_Exercise a:_ According to the call transcript below, why are participants asked to limit their initial questions to two and then reenter the queue?

_Supplied text:_
Start of Block

Curt Worthington, VP of Finance and Investor Relations
Thanks, Jon. That concludes our prepared remarks. We will now begin taking a limited number of questions. Since there may be a number of you who would like to ask a question, I will ask that you limit your initial questions to two and then reenter the queue to ask additional questions. I will now turn the call back over to the operator to begin the question-and-answer session.
Operator, Operator
First question comes from Susan Maklari with Goldman Sachs.
Susan Maklari, Analyst
My first question is on the pricing strategy. Nick, thank you for all the comments on that and the approach that you've taken there this year. I guess given that, can you talk a bit about how the outcomes have come together? Have they been in line with what you have expected as you approach the pricing? And how you're thinking about this going forward?

End of Block

_Records shown:_
Start of Block

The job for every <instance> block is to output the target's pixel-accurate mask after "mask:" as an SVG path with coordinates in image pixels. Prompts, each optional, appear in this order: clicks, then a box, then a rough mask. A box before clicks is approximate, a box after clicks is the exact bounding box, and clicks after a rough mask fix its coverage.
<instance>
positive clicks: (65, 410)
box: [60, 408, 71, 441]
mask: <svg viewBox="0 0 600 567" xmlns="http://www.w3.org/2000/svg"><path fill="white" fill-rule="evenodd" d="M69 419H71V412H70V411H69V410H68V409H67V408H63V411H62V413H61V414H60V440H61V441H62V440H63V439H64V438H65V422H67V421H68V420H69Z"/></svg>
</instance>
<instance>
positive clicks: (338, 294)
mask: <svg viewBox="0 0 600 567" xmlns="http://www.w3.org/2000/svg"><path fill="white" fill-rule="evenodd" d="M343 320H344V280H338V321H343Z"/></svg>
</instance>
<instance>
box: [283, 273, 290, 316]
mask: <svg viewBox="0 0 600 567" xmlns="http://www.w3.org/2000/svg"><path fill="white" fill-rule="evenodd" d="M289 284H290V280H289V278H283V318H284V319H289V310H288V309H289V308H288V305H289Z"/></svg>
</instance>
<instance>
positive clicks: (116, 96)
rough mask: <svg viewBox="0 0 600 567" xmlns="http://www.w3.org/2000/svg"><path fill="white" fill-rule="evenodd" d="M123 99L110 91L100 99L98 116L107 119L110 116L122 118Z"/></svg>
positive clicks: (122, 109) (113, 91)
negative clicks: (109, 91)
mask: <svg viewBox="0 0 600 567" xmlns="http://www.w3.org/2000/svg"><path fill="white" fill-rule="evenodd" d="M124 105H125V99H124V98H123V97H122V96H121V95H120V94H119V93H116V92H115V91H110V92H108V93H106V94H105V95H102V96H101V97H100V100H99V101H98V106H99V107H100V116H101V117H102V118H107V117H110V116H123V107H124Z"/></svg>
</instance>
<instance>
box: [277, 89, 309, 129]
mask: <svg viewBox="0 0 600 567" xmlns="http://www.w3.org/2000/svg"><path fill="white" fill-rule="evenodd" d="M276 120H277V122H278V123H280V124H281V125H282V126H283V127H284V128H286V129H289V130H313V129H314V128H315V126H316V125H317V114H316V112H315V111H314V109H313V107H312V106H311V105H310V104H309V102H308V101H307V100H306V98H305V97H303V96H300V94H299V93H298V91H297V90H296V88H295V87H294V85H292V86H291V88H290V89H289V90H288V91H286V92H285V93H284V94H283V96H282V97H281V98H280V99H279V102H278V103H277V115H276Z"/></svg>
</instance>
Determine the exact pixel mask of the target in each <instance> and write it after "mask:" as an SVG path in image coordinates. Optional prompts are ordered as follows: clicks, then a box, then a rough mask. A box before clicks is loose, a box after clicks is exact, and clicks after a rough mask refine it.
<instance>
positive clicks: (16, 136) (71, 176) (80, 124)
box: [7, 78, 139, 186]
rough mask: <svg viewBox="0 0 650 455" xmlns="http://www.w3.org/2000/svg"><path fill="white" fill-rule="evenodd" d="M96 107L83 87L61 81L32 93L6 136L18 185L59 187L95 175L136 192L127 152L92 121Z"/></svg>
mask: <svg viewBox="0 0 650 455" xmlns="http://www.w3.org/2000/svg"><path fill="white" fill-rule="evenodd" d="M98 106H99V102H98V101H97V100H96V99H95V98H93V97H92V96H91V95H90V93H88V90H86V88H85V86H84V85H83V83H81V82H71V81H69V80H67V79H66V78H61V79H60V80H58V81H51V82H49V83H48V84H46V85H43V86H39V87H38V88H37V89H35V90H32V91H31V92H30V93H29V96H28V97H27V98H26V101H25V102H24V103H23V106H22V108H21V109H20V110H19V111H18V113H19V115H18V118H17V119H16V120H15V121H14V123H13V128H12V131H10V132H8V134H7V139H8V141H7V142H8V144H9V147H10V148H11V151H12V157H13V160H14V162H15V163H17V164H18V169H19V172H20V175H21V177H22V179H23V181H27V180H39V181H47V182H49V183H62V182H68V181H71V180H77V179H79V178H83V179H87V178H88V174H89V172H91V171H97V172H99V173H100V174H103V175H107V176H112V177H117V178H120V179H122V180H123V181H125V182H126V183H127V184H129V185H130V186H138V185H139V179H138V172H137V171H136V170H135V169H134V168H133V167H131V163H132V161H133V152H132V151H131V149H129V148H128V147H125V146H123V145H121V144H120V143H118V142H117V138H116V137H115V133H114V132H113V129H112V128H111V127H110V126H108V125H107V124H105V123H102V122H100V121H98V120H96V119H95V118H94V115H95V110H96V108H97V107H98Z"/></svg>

End of Block

_Exercise b:_ Report every line of the entries above that contains the word "positive", matching case exactly.

_Your solution a:_ Participants are asked to do this because there may be a number of people who would like to ask a question. Limiting initial questions to two and reentering the queue for more accommodates that demand within the limited number of questions being taken.

_Your solution b:_
positive clicks: (65, 410)
positive clicks: (338, 294)
positive clicks: (116, 96)
positive clicks: (122, 109) (113, 91)
positive clicks: (16, 136) (71, 176) (80, 124)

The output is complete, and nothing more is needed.